--- GOALS ---
a) In the renewables article, how many years in a row have renewables outpaced natural gas in U.S. energy capacity additions?
b) Using the renewables article, explain why the second comment says no one is currently reaping the financial benefits of fracking.

This marks the fourth year in a row that renewables outpaced natural gas in terms of energy capacity additions in the U.S. Some are taking the news as a sign that fossil fuels’ days are numbered, despite resistance from the federal government.

“Notwithstanding a year-long effort by the Trump Administration and its congressional allies to prop up coal, nuclear, and natural gas at the expense of renewable energy sources, clean energy technologies have proven themselves to be amazingly resilient,” Ken Bossong, Executive Director of the SUN DAY Campaign, told Clean Technica.

“The unmistakable lesson to be drawn from the past five or more years of FERC data is that solar, wind, and the other renewable energy sources are carving out a large and rapidly-expanding share of the nation’s electrical generation,” he said. . .


via | Last Year Renewables Accounted for Half of the Energy Capacity Added to the U.S.

2 thoughts on “In 2017 Renewables Accounted for Half of New Energy Capacity in US

  1. On the other hand, the US is now a net oil exporter, and is close to overtaking Saudi Arabia as the world’s number one producer of oil – thanks to fracking, which many argue is an environmental disaster waiting to happen. And who’s reaping the financial and political benefits?


  2. Good point, Alan. There are also major health risks associated with fracking – and with oil prices so low most oil companies take a loss on their fracking activities. So no one is reaping the financial benefits at the moment – except the banks that finance them.

--- RECORDED INFORMATION ---

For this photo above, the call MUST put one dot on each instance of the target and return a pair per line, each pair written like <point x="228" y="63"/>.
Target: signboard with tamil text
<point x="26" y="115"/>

--- THE RESULTS ---
a) Four years in a row.

b) Oil prices are so low that most oil companies take a loss on their fracking activities. The only exception the comment names is the banks that finance those activities.